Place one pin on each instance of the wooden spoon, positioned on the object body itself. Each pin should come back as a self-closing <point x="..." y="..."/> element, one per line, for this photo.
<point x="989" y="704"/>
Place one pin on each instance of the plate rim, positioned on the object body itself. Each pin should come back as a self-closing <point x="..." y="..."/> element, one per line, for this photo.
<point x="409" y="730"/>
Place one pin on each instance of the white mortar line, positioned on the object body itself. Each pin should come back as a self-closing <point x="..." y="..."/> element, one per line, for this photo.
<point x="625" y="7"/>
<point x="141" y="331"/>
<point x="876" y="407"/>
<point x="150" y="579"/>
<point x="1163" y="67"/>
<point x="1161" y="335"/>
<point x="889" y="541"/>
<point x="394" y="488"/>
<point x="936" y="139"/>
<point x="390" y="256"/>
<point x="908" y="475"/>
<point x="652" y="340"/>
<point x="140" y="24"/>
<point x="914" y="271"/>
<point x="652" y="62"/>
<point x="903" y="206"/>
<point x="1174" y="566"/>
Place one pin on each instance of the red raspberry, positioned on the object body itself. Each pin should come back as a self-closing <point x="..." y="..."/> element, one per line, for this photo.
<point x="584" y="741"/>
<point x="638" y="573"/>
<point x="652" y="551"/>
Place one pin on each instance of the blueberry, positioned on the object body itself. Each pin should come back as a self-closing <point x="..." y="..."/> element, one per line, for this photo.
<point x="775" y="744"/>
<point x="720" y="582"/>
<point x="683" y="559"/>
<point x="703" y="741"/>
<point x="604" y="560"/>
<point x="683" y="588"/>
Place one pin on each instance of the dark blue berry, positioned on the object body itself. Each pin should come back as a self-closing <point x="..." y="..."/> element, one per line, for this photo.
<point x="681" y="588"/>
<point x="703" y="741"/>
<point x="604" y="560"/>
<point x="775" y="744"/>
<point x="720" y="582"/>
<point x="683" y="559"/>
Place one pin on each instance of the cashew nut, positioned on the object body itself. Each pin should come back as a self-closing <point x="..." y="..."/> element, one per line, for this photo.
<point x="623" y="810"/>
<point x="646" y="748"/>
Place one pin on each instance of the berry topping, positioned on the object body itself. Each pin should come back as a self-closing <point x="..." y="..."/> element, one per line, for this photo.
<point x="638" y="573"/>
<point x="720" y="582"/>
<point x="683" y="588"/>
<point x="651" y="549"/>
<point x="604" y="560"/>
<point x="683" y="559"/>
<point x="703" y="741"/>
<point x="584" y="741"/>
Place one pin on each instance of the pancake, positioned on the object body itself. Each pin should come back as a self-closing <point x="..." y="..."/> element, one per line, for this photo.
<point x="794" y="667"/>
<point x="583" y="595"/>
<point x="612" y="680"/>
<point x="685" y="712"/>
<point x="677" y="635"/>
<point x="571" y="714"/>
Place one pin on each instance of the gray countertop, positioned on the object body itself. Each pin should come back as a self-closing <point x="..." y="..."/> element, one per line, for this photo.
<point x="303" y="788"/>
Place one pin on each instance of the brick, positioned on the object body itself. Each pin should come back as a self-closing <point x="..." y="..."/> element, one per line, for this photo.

+---+

# The problem
Retype all of the material, keeping each line exact.

# Completed task
Place one pin on each instance of the wooden spoon, positioned on the object body itself. Each pin should come back as a self-closing <point x="..." y="..."/> element, one per line, for this photo.
<point x="989" y="704"/>
Place one pin on each instance of the plate rim, positioned on the object body itself. Each pin should come back as a self-closing <point x="..." y="..."/> element, one per line, for this photo.
<point x="409" y="730"/>
Place one pin on each instance of the white mortar line, positioned on the object body itself. Each pin should come back as a self-closing <point x="..." y="..."/> element, one per line, for this photo.
<point x="625" y="7"/>
<point x="141" y="331"/>
<point x="876" y="407"/>
<point x="150" y="579"/>
<point x="1163" y="67"/>
<point x="1161" y="335"/>
<point x="889" y="541"/>
<point x="394" y="488"/>
<point x="936" y="139"/>
<point x="390" y="256"/>
<point x="908" y="475"/>
<point x="652" y="340"/>
<point x="140" y="24"/>
<point x="914" y="271"/>
<point x="652" y="62"/>
<point x="903" y="206"/>
<point x="1174" y="566"/>
Place one pin on each instance of the red raspberry, positioned on the object body itself. Each pin should come back as a self-closing <point x="..." y="..."/> element, one per line, for this photo.
<point x="584" y="741"/>
<point x="638" y="573"/>
<point x="652" y="551"/>
Place one pin on each instance of the blueberry, positioned on the object body itself. Each pin should come back as a self-closing <point x="..." y="..."/> element, one per line, for this photo.
<point x="775" y="744"/>
<point x="720" y="582"/>
<point x="683" y="559"/>
<point x="703" y="741"/>
<point x="604" y="560"/>
<point x="683" y="588"/>
Place one pin on each instance of the dark blue berry, positioned on the object body itself. Each pin should come back as a self-closing <point x="..." y="..."/> element, one per line, for this photo.
<point x="681" y="588"/>
<point x="703" y="741"/>
<point x="604" y="560"/>
<point x="775" y="744"/>
<point x="720" y="582"/>
<point x="683" y="559"/>
Place one pin on each instance of the cashew nut, positioned on the object body itself. Each pin should come back as a self-closing <point x="..." y="..."/> element, one per line, for this photo.
<point x="623" y="810"/>
<point x="646" y="748"/>
Place one pin on each instance of the berry topping, positioned on the object body itself. Each pin should come back as a self-closing <point x="..." y="..."/> element, one per line, for this photo.
<point x="638" y="573"/>
<point x="720" y="582"/>
<point x="683" y="588"/>
<point x="651" y="549"/>
<point x="604" y="560"/>
<point x="683" y="559"/>
<point x="703" y="741"/>
<point x="584" y="741"/>
Place one pin on each instance of the pancake, positioned on the object body itself. Each pin should come back as a self-closing <point x="..." y="..."/> element, one per line, for this photo.
<point x="794" y="667"/>
<point x="583" y="595"/>
<point x="612" y="680"/>
<point x="685" y="712"/>
<point x="677" y="635"/>
<point x="571" y="714"/>
Place one pin on each instance of the gray countertop, positioned on the object body itself. Each pin should come back as a self-closing <point x="..." y="..."/> element, one per line, for this photo.
<point x="303" y="788"/>
Place one pin on each instance of the brick, positioned on the object body itself. Each pin should come back as a self-closing <point x="..." y="..."/> element, one per line, for this photo.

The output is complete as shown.